## ACTIVITY
Beginning with the line that holds "man in dark", copy each line to the end of the records exactly, except the pictures.

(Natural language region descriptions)
Start of Block

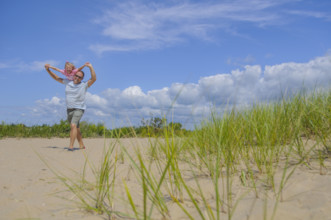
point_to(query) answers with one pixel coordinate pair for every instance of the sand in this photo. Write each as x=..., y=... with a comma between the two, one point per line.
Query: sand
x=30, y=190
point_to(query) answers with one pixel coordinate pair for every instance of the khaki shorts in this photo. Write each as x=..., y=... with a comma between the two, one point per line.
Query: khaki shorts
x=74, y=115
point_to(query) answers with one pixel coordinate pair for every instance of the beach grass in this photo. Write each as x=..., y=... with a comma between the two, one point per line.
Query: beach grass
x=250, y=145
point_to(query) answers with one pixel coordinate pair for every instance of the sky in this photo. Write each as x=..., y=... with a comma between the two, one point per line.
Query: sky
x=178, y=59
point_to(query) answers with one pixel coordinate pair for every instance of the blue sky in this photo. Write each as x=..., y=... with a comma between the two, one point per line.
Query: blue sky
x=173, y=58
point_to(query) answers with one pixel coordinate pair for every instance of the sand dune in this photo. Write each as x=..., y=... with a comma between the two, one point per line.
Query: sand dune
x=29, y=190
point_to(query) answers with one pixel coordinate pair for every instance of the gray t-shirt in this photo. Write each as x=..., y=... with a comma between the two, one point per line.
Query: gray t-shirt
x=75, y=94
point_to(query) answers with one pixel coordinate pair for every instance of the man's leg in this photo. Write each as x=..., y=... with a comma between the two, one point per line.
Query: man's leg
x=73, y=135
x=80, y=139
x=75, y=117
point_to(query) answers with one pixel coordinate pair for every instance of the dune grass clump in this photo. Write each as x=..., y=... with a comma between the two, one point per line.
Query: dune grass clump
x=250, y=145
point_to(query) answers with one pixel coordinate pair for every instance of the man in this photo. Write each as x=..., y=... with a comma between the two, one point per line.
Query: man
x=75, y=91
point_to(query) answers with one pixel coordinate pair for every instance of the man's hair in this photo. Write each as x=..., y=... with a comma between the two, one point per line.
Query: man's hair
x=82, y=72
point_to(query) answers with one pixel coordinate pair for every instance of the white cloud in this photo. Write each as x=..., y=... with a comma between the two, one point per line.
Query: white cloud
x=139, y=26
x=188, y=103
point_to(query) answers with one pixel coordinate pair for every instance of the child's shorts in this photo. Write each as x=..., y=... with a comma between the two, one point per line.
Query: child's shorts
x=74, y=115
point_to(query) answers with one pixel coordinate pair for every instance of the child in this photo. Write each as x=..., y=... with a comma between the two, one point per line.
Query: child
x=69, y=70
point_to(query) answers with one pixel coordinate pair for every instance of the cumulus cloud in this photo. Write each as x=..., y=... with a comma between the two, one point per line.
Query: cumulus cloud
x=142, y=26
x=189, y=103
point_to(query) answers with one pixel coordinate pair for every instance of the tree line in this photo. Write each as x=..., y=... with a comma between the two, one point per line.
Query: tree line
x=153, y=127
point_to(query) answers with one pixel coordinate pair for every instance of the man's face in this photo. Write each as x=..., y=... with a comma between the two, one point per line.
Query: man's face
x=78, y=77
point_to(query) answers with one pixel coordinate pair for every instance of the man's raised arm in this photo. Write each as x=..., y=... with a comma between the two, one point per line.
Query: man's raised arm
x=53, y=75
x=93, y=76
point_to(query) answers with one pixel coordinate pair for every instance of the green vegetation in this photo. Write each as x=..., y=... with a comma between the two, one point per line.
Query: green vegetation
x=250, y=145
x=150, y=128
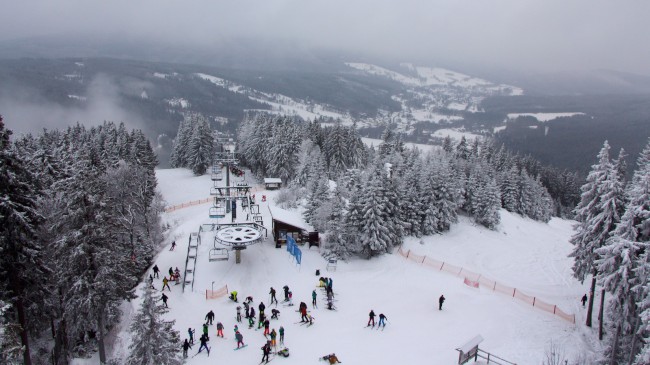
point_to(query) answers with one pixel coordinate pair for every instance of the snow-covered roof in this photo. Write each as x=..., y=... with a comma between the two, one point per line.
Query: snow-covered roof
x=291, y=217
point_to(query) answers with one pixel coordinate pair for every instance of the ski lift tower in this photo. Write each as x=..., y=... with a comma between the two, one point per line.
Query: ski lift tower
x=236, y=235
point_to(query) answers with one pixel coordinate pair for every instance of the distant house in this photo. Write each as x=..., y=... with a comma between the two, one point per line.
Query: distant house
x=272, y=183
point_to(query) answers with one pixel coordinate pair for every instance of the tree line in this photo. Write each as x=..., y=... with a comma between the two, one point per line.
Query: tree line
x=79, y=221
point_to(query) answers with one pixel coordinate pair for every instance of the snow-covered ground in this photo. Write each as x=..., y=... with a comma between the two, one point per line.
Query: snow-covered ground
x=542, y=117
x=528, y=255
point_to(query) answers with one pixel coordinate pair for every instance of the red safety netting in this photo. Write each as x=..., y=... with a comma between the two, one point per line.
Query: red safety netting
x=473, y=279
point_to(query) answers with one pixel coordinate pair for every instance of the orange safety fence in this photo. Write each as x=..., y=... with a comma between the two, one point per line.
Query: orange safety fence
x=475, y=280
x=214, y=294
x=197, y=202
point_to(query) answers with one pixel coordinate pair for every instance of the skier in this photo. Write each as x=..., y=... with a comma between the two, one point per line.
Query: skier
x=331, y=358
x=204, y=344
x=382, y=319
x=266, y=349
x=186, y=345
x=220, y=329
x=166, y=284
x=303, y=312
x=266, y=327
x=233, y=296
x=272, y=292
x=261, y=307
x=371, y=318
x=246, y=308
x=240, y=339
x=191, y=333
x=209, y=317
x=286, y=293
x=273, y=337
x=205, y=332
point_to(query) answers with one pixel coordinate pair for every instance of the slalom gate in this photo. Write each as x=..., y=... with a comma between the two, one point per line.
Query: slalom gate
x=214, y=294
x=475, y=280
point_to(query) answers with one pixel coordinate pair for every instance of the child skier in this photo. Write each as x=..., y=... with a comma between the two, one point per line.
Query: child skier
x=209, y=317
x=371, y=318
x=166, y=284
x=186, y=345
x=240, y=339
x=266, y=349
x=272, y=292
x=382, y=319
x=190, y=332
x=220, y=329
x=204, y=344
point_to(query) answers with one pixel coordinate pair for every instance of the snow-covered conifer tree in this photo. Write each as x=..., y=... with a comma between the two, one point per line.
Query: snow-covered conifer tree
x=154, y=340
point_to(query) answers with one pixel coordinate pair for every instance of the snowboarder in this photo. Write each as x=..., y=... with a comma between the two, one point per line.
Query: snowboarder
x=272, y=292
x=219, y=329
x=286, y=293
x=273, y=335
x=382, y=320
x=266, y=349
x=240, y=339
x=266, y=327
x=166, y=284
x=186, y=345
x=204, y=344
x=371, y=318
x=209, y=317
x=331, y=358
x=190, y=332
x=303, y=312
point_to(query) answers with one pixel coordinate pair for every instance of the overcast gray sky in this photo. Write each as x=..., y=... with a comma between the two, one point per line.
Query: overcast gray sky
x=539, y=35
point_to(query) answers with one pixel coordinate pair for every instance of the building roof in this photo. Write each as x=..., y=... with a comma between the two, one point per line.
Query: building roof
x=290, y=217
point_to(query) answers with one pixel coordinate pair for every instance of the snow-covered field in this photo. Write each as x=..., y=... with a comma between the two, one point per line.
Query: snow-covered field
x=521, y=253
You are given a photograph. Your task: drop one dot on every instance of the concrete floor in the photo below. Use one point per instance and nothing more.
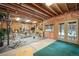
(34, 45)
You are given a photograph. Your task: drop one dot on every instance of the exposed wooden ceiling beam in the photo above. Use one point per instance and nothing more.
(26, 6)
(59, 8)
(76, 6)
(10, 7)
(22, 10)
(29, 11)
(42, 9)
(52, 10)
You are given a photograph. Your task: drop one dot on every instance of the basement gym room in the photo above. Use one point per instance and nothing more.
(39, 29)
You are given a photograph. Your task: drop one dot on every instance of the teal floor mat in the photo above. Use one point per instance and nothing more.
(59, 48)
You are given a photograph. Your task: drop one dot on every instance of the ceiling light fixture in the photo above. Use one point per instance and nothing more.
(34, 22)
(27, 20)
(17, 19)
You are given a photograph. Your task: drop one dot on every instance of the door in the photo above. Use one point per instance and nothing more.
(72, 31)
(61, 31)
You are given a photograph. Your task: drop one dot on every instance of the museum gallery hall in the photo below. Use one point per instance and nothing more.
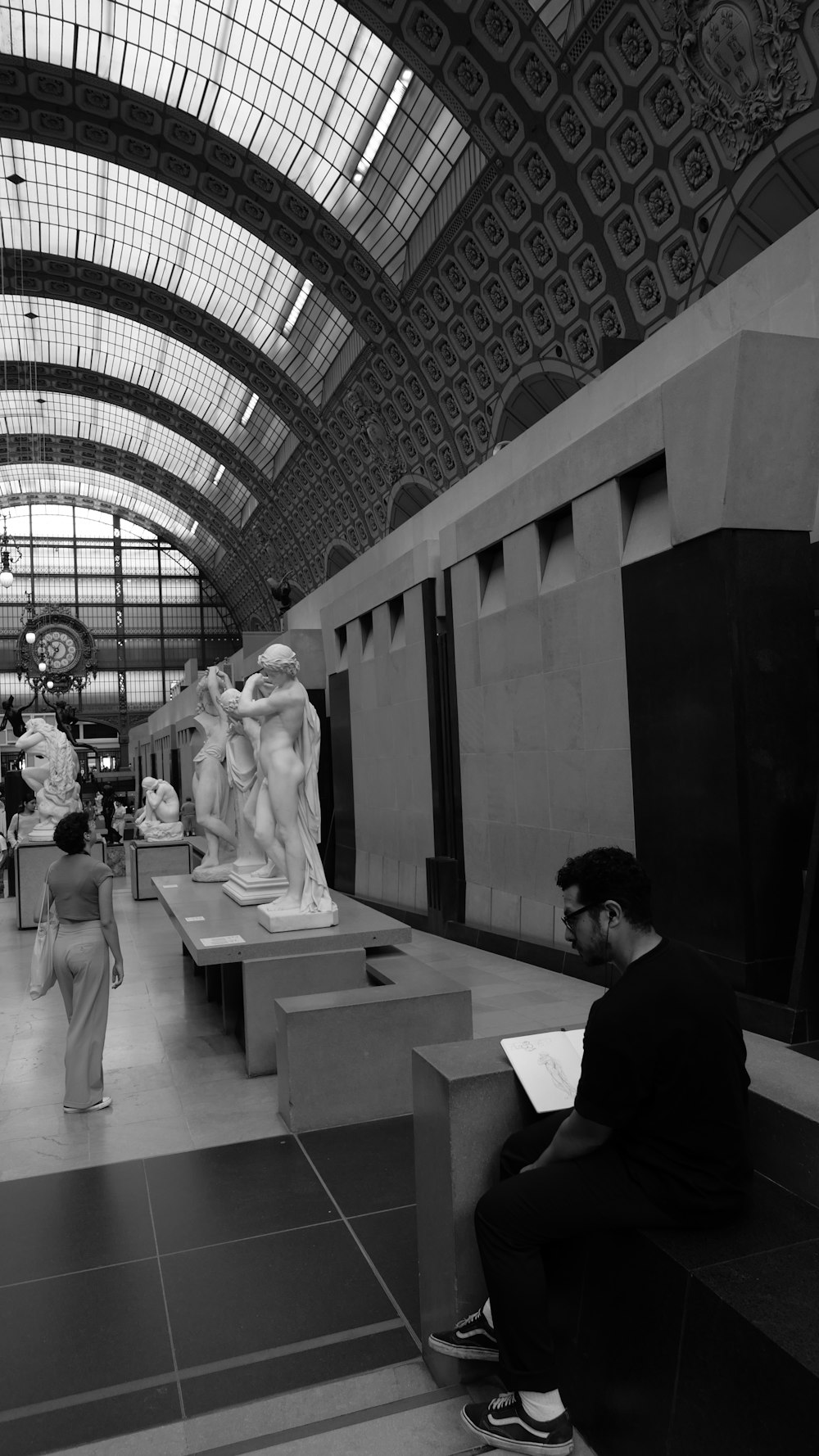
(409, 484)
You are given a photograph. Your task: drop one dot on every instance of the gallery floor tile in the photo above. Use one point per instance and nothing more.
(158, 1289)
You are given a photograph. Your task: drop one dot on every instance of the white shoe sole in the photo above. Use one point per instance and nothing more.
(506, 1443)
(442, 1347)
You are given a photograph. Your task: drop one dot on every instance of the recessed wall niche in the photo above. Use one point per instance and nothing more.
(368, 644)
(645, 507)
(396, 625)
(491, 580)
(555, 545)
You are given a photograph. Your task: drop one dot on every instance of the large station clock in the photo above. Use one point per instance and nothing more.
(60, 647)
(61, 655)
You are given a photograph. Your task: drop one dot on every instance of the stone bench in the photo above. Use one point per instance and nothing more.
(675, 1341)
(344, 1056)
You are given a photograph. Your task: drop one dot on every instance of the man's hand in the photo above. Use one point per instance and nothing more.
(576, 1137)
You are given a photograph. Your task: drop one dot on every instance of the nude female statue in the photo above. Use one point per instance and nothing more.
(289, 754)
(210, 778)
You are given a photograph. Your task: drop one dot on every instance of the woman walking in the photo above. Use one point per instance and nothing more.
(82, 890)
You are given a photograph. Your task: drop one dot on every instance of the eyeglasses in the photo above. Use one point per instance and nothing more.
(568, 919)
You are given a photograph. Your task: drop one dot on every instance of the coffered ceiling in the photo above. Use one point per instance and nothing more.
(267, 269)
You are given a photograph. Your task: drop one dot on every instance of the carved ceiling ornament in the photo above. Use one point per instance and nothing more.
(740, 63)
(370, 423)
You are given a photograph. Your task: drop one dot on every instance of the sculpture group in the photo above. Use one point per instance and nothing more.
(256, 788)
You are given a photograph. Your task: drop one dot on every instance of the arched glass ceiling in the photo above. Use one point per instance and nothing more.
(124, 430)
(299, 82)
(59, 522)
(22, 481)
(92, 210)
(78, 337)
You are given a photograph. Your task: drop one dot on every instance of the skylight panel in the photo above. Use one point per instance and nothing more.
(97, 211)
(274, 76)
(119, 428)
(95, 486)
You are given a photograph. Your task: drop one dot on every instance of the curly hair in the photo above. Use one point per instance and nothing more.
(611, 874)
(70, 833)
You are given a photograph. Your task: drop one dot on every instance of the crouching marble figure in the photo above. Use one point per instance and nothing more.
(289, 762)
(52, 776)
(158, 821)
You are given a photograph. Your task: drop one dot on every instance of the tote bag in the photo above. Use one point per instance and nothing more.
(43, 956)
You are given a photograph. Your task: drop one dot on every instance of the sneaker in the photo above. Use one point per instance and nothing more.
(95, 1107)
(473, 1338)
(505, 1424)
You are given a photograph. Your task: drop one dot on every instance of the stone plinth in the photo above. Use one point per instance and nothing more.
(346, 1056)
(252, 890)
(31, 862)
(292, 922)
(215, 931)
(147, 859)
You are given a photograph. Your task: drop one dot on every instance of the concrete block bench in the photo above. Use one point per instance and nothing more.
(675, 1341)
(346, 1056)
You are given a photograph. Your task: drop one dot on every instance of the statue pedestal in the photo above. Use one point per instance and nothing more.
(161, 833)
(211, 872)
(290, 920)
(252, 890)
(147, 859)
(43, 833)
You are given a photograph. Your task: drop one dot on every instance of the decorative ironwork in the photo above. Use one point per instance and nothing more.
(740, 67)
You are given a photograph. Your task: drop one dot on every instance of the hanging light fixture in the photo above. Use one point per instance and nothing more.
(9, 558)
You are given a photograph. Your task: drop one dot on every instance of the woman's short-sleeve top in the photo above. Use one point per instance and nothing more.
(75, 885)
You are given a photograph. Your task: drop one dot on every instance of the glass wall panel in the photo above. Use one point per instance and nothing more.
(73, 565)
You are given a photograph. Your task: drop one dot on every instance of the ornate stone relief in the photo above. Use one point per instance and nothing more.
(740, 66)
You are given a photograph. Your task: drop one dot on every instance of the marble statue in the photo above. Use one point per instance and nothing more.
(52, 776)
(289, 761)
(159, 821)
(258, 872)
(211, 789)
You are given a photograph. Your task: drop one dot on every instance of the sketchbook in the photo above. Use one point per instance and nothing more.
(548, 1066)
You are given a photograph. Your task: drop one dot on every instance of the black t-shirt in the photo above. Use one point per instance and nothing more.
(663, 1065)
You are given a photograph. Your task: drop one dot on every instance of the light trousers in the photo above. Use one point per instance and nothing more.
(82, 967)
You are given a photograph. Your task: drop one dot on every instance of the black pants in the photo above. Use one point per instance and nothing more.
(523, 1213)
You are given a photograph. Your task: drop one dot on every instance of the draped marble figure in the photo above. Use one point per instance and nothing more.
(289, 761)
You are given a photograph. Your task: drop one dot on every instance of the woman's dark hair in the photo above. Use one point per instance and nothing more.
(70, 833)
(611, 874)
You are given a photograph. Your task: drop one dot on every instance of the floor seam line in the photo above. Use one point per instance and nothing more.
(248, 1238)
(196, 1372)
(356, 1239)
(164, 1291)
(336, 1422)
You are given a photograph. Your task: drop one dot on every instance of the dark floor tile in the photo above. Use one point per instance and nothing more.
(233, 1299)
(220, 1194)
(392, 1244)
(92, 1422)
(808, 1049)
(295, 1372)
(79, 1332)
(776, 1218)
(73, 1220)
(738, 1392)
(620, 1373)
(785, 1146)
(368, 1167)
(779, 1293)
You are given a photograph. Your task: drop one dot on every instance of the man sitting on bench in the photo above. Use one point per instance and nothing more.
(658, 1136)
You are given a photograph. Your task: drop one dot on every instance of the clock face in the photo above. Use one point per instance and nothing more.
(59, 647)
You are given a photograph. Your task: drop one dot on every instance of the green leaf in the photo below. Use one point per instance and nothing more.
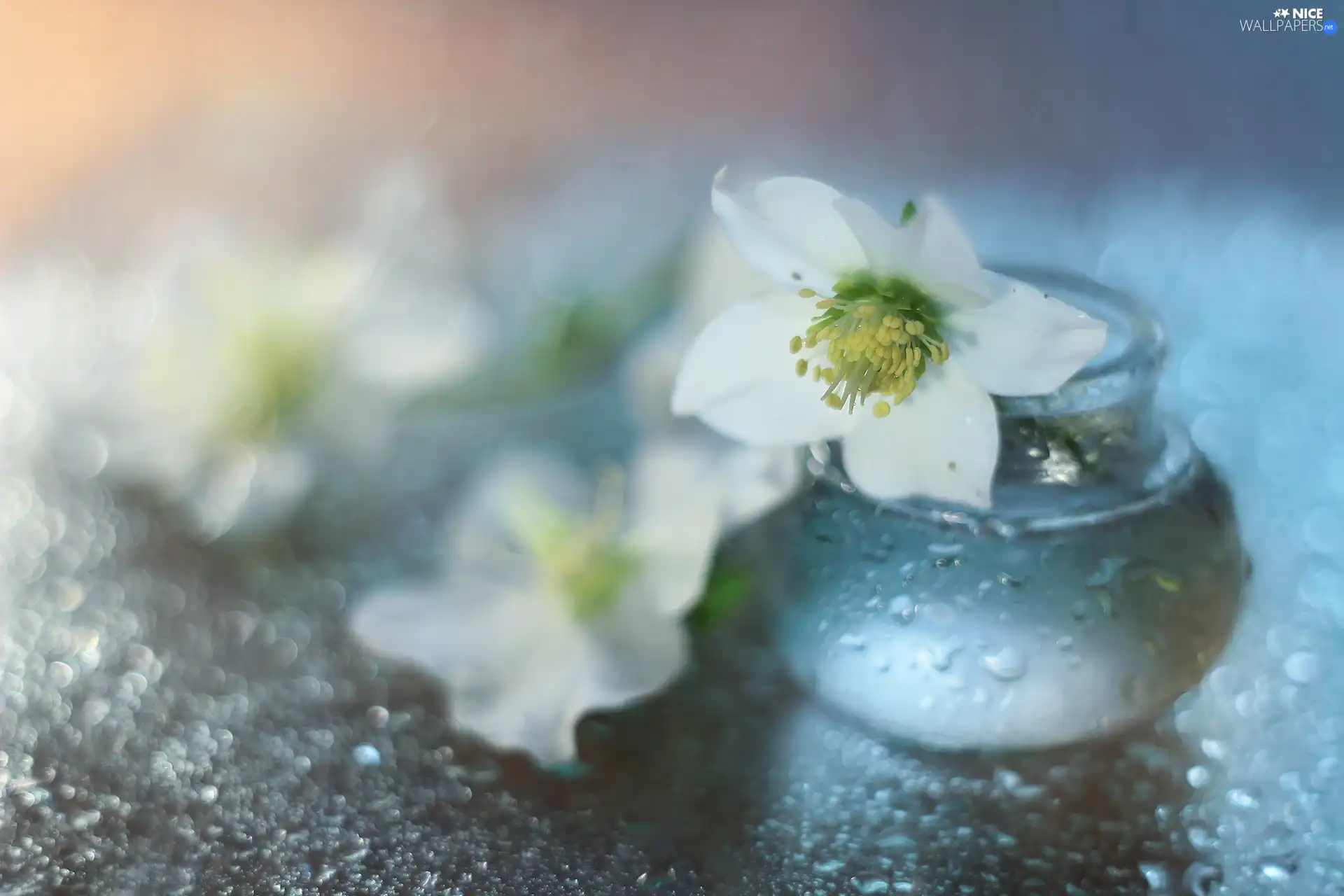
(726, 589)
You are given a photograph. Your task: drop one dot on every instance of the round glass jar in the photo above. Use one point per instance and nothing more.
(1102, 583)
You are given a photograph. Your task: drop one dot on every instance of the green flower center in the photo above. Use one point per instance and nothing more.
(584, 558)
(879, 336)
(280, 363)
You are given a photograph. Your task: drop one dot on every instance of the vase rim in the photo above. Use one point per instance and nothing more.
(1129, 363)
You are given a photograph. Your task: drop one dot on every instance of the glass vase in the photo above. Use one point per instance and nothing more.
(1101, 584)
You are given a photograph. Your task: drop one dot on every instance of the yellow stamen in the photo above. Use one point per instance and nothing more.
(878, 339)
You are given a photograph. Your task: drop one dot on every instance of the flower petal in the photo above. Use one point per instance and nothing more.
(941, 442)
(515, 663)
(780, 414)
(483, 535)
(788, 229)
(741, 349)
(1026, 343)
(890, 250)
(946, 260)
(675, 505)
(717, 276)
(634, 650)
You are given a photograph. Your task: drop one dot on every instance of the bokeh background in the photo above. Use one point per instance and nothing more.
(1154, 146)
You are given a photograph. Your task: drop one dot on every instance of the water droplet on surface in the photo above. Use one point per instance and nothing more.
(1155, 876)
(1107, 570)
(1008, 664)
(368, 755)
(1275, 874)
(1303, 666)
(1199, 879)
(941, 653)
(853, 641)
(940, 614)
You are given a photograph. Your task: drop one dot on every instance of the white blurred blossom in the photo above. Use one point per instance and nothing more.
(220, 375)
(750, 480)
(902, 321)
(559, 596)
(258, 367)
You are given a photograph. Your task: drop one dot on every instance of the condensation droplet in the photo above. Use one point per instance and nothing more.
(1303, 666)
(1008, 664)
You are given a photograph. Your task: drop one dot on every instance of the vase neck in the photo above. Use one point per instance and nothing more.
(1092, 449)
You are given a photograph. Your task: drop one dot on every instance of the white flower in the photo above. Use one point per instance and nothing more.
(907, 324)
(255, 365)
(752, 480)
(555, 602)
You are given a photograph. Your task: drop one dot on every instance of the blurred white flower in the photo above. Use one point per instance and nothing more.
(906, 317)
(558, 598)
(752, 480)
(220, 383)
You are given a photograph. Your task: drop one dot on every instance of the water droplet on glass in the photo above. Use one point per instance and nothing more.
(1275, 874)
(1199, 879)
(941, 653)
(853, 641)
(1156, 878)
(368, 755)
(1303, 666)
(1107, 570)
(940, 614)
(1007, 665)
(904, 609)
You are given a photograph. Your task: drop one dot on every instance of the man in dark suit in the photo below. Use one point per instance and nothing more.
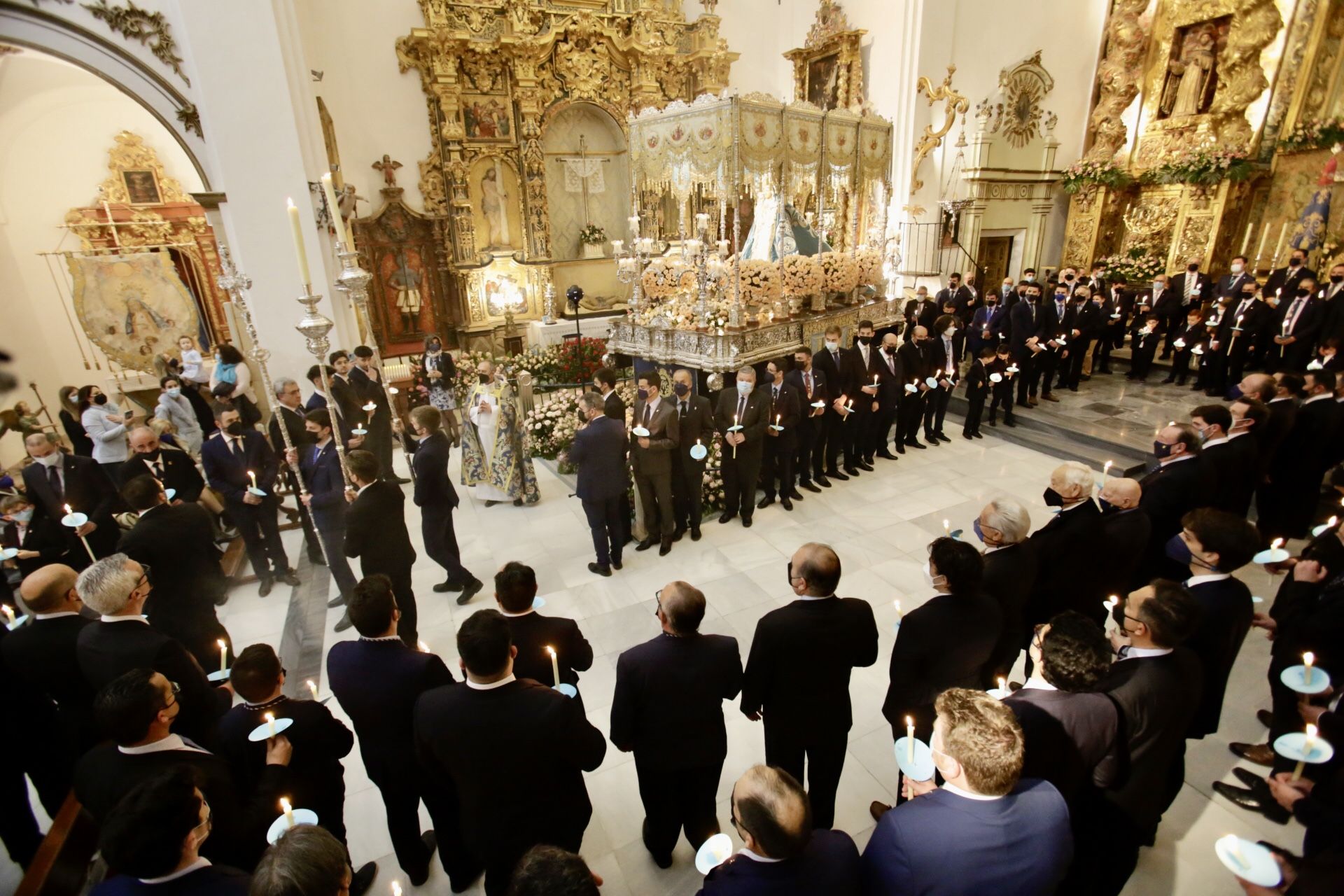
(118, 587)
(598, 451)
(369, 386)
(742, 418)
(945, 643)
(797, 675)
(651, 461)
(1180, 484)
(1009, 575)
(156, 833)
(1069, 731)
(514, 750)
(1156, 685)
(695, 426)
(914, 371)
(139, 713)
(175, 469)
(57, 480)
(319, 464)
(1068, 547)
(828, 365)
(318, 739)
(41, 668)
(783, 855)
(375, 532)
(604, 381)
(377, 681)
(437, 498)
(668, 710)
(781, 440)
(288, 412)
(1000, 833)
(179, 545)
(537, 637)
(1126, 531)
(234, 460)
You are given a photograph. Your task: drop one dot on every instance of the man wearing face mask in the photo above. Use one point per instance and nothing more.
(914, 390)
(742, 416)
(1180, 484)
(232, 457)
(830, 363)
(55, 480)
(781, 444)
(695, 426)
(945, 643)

End of Block

## ANSWER BOX
You are given a photograph. Your task: drop one dot on every instance of the man in dark suit in the photo below. Use one point per instance and nothing more.
(118, 587)
(598, 451)
(369, 386)
(742, 418)
(945, 643)
(797, 675)
(651, 461)
(1180, 484)
(1009, 575)
(156, 833)
(1069, 731)
(514, 750)
(1156, 685)
(695, 426)
(914, 371)
(139, 713)
(175, 469)
(57, 480)
(319, 464)
(1068, 547)
(828, 365)
(318, 739)
(41, 668)
(783, 855)
(375, 532)
(604, 381)
(377, 681)
(437, 498)
(668, 710)
(781, 440)
(288, 412)
(1000, 833)
(179, 545)
(537, 637)
(1126, 531)
(234, 460)
You are given a photograph. Your task: drop one dot on every instance of the man wearing face mask in the photo above. Use one point per instance and nothing more.
(914, 390)
(742, 416)
(1180, 484)
(232, 457)
(830, 363)
(55, 480)
(781, 444)
(695, 426)
(945, 643)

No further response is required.